**Task prompt**:
Render the listing below as a numbered list, omitting blank lines. Leave the pictures out of your answer.

>>

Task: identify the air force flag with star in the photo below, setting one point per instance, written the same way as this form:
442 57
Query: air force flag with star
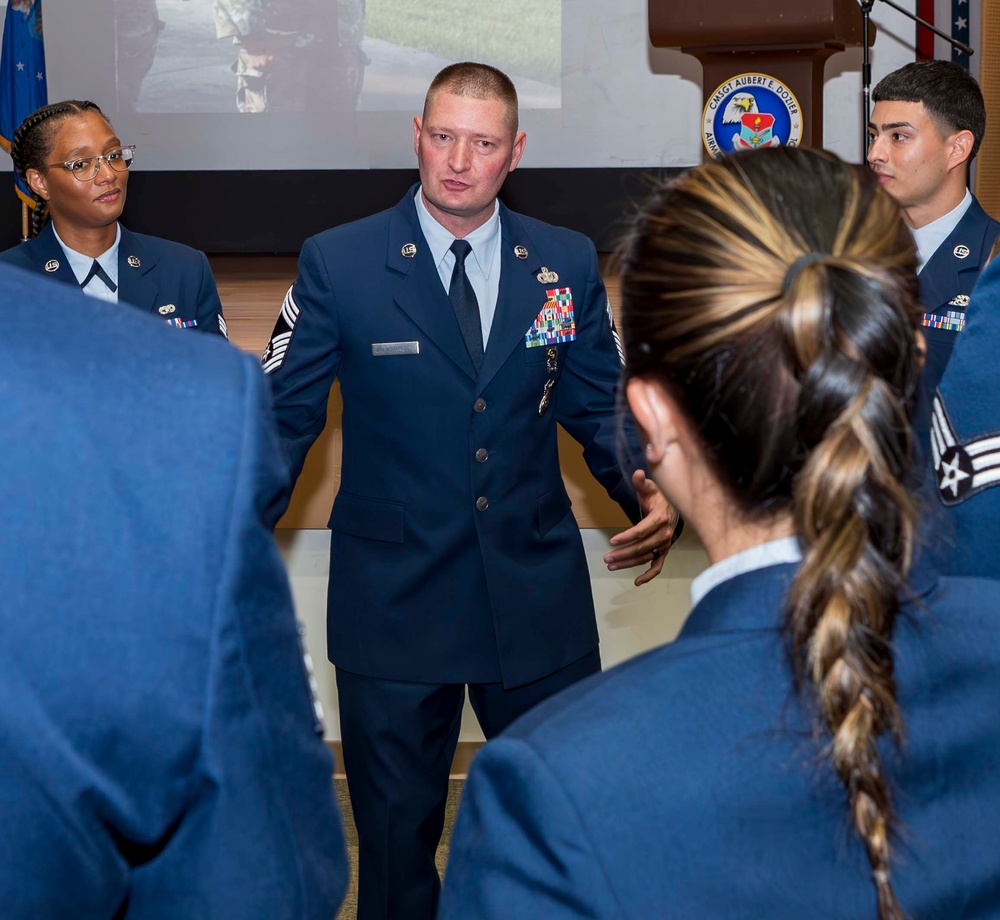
22 72
965 434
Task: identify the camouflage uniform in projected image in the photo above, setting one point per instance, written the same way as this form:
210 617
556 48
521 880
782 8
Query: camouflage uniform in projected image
137 28
295 55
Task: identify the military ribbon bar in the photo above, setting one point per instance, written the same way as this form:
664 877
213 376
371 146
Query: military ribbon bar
555 322
953 321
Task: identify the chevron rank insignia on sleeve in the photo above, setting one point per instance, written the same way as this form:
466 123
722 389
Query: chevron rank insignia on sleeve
962 468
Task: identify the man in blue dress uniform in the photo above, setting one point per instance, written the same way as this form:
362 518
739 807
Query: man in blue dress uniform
965 435
926 127
461 333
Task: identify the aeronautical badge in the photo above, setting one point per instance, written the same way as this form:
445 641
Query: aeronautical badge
277 347
555 322
749 112
962 468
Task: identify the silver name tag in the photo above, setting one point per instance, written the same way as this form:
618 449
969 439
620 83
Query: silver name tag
384 349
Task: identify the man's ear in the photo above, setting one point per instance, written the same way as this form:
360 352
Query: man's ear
655 413
417 122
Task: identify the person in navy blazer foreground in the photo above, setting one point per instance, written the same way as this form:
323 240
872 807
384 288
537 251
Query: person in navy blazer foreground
162 758
455 558
821 740
965 434
76 167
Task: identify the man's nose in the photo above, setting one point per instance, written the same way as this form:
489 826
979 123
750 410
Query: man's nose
876 149
459 159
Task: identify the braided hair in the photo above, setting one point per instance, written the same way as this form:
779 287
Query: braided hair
774 295
31 146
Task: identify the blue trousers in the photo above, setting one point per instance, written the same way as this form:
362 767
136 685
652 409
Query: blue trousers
399 741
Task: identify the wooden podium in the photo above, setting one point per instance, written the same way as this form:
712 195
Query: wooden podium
788 40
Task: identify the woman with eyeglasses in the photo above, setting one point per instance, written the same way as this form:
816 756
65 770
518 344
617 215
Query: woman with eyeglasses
76 167
823 738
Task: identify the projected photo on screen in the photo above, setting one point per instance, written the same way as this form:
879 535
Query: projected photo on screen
288 56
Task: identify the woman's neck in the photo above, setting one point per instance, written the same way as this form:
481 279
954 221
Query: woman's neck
731 534
91 241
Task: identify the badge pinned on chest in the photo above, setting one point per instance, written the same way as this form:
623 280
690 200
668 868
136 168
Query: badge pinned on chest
555 322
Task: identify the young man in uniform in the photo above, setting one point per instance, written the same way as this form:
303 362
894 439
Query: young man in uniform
926 127
461 333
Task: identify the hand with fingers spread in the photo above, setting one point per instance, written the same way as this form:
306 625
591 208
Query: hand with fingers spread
649 540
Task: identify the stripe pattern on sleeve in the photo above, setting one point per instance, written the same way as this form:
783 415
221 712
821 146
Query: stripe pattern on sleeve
963 468
615 336
274 354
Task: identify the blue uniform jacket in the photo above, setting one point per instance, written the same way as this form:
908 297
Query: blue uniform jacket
946 283
153 275
965 435
159 757
686 783
454 554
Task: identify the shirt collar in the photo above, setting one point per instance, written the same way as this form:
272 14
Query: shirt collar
932 235
774 552
483 240
108 260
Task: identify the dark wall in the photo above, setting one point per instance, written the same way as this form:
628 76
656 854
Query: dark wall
274 211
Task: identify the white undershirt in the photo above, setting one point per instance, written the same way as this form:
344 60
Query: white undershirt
774 552
932 235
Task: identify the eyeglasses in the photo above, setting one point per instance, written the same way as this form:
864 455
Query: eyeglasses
87 168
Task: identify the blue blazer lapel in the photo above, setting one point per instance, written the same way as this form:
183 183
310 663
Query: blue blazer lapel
419 292
521 295
46 251
941 279
135 287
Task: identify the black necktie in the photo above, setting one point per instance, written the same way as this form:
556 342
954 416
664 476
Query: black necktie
96 269
463 299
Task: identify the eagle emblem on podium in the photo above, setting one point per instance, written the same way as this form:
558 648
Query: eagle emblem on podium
764 109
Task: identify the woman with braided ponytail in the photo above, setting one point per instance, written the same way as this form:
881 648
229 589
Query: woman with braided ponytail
823 738
76 167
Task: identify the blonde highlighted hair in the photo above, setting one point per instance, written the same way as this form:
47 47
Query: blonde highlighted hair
774 294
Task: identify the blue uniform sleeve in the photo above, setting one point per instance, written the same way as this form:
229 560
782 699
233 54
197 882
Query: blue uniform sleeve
303 357
588 391
520 848
261 834
209 316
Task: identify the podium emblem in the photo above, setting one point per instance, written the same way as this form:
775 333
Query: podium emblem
751 111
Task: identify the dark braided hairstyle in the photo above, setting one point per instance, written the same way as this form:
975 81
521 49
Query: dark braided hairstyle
774 295
31 146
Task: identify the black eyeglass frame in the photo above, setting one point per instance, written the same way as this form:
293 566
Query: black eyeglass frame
126 152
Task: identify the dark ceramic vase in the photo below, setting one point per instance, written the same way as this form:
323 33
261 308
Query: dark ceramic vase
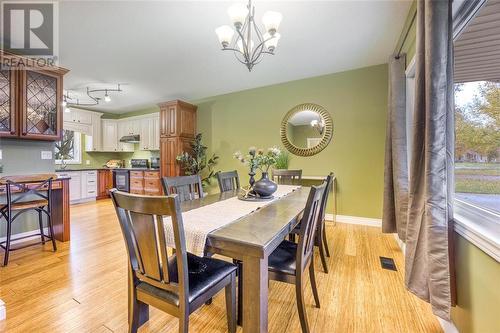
265 187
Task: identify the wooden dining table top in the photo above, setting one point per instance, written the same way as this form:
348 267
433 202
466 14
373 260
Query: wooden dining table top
259 232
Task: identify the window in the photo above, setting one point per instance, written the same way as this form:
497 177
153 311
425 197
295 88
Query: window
69 148
477 124
477 143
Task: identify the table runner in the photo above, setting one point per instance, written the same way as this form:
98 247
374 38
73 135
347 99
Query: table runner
199 222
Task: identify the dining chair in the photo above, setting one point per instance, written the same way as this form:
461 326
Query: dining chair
228 181
289 262
320 239
34 193
186 187
287 177
179 283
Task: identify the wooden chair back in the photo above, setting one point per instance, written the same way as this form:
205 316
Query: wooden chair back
142 224
324 201
287 177
228 181
24 184
186 187
308 226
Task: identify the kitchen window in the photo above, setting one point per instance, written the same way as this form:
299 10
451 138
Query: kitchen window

<<

**Solution for this problem**:
1. Task: identify the air force flag with star in the photo below, setting one point per instance, written the same way as this form:
2. 442 57
3. Query: air force flag with star
4. 22 72
5. 965 434
6. Task: identify the camouflage uniform in projected image in the photo above, setting one point per instance, written the same way as this form:
7. 210 617
8. 556 48
9. 521 880
10. 782 8
11. Query: camouflage uniform in projected image
12. 137 28
13. 295 55
14. Task: identify the military ribbon bar in the photo above, setting one point per instance, written the same way as this form:
15. 664 877
16. 213 376
17. 371 146
18. Query: military ribbon bar
19. 555 322
20. 953 321
21. Task: identify the chevron rank insignia on sleeve in the photo above, setting one point per instance, written the same way as this form:
22. 466 123
23. 722 389
24. Query: chevron rank insignia on sleeve
25. 962 468
26. Task: identify the man in blue dress uniform in the photo above, setting one point per instance, written the same way as this form:
27. 362 518
28. 739 807
29. Query: man in blue dress uniform
30. 965 435
31. 926 127
32. 461 333
33. Task: identify the aeronautical badge in the photo above, setting one point per instance, written the same way as this form:
34. 445 641
35. Query: aeronautical badge
36. 277 347
37. 555 322
38. 749 112
39. 962 468
40. Task: identify the silver name tag in the photo above, setting one point per instance, written the same way as this form:
41. 618 449
42. 969 439
43. 620 83
44. Query: silver name tag
45. 384 349
46. Task: identify the man's ear in the photo above, setting one point per instance, written the same way as this form:
47. 360 352
48. Query: man's ear
49. 655 413
50. 417 122
51. Task: identify the person in navy blazer foreground in the photo above, setting one point per instance, written the same way as this form:
52. 323 240
53. 872 807
54. 384 288
55. 537 251
56. Query: person in navy blazer foreground
57. 162 758
58. 455 558
59. 821 740
60. 965 434
61. 76 167
62. Task: identify the man's nose in the photo above, setting one point per instance, written the same way as this form:
63. 489 826
64. 979 123
65. 750 410
66. Query: man's nose
67. 876 149
68. 459 159
69. Task: identify the braided hair in the photo above, setting one point per instance, written the same way as this form:
70. 779 287
71. Query: braided hair
72. 774 295
73. 31 146
74. Task: identify the blue trousers in the photo above, setting one point per instance, written the same way as this form:
75. 362 767
76. 136 685
77. 652 409
78. Query: blue trousers
79. 399 741
80. Task: identify the wooden podium in the photo above, setting one point per instance, written the same way as this form:
81. 712 195
82. Query: wooden podium
83. 788 40
84. Task: identify the woman with eyeglasses in the photo above, setting one point per instance, written the same way as this form:
85. 816 756
86. 65 770
87. 518 344
88. 617 215
89. Query: woman with eyeglasses
90. 76 167
91. 823 738
92. Task: identify the projected photo on screen in the photo above, setting one point per instance, written the same way as this form:
93. 879 535
94. Query: projected photo on screen
95. 288 56
96. Task: identify the woman's neck in the photo above, setting one point per instance, written the same way as this form:
97. 481 279
98. 954 221
99. Query: woman's neck
100. 731 534
101. 91 241
102. Task: identify the badge pinned on chest in the photo above, setting one point per instance, written the same way as this form:
103. 623 280
104. 690 200
105. 668 868
106. 136 168
107. Query: badge pinned on chest
108. 555 322
109. Task: identify the young man in uniform in the photo above, setting one point per instance, written the same way as this form:
110. 303 362
111. 894 439
112. Query: young man in uniform
113. 926 127
114. 461 333
115. Task: identify the hand with fingers spread in the photo above, setting one point per instance, written the same way as this form:
116. 306 625
117. 591 208
118. Query: hand with fingers spread
119. 649 540
120. Task: identify the stripe pattern on sleeve in the photo above, setting one point per instance, written the same way as this form:
121. 783 415
122. 221 712
123. 821 146
124. Query: stripe pattern on sleeve
125. 963 468
126. 615 336
127. 274 354
128. Task: identify the blue uniform jacket in the photo above, setting one point per instance, written the same way as this form:
129. 908 297
130. Query: blue uniform jacket
131. 946 283
132. 153 275
133. 965 435
134. 159 757
135. 686 783
136. 454 554
137. Task: identify the shirt collar in the photo above, setting one point per instance, written the same way as this form:
138. 272 14
139. Query: shirt collar
140. 932 235
141. 774 552
142. 483 240
143. 108 260
144. Task: identify the dark wall in the photo above, setting one point per instance, written the same way as this form:
145. 628 76
146. 656 854
147. Query: dark wall
148. 274 211
149. Task: identify the white undershirt in the photo above, setting one point per instance, written the same way as this form:
150. 344 60
151. Query: white undershirt
152. 774 552
153. 932 235
154. Task: identify the eyeglasses in the photo above, setting one point per instance, written the same way as this form:
155. 864 455
156. Query: eyeglasses
157. 87 168
158. Task: identify the blue blazer lapel in the photo above, setting one point per instance, written the same way as this form:
159. 183 183
160. 310 663
161. Query: blue blazer lapel
162. 419 292
163. 521 295
164. 46 251
165. 941 279
166. 135 287
167. Task: identify the black necktie in the photo above, setting one point per instance, written the same way as this form:
168. 556 342
169. 954 416
170. 664 476
171. Query: black necktie
172. 96 269
173. 463 299
174. Task: identify the eagle emblem on podium in the photo above, setting one point per instance, written the same way as this form:
175. 558 648
176. Query: eagle emblem on podium
177. 764 109
178. Task: identify the woman with braided ponytail in the photo above, setting one point per instance, written the same way as this form:
179. 881 648
180. 229 589
181. Query: woman with braided ponytail
182. 823 738
183. 76 167
184. Task: identify the blonde highlighted hair in the photo above, setting one point per instance, written the same way as this form:
185. 47 47
186. Query: blonde highlighted hair
187. 774 294
188. Task: identify the blue uniform sleeve in the photo above, setting one point per instance, written the same way as this form:
189. 229 560
190. 782 699
191. 233 54
192. 197 882
193. Query: blue uniform sleeve
194. 303 357
195. 588 391
196. 520 848
197. 261 834
198. 209 316
199. Task: identify the podium emblem in the photo above, setting one point per instance, written the same way as this form:
200. 775 333
201. Query: podium emblem
202. 751 111
203. Task: identify the dark braided hairstyle in the photo above, setting one point per instance, written the same way as this form:
204. 975 81
205. 521 49
206. Query: dark braided hairstyle
207. 774 295
208. 31 146
209. Task: identify the black eyeglass frame in the photo above, setting one point per instance, written the same way as this form:
210. 293 566
211. Query: black eyeglass frame
212. 126 152
213. Task: identify the dark ceramic vase in the photo below, setting one point per instance, written the same way as this form:
214. 323 33
215. 261 308
216. Query: dark ceramic vase
217. 265 187
218. Task: identify the wooden dining table top in the photo above, setting one point per instance, written the same way as this form:
219. 348 267
220. 433 202
221. 466 14
222. 373 260
223. Query: wooden dining table top
224. 259 232
225. Task: identify the window in the photo above, setting one point per instance, written the same way as this form:
226. 497 177
227. 153 311
228. 425 197
229. 295 88
230. Query: window
231. 69 148
232. 477 124
233. 477 143
234. Task: identify the table runner in the photo above, setting one point per instance, written the same way as this form:
235. 98 247
236. 374 38
237. 73 135
238. 347 99
239. Query: table runner
240. 199 222
241. Task: identify the dining chair in the photo above, setting one point per instance, written the same way as this form:
242. 461 326
243. Query: dining chair
244. 228 181
245. 289 262
246. 320 239
247. 34 193
248. 186 187
249. 287 177
250. 179 283
251. Task: identify the wooden chair back in the photo above, setting one point per instance, written the same way as this form:
252. 205 316
253. Query: wooden chair back
254. 142 224
255. 324 201
256. 287 177
257. 228 181
258. 24 184
259. 186 187
260. 308 226
261. Task: identify the kitchen window in the photo above, setting one point per instance, written the same way as this form:
262. 299 10
263. 451 138
264. Query: kitchen window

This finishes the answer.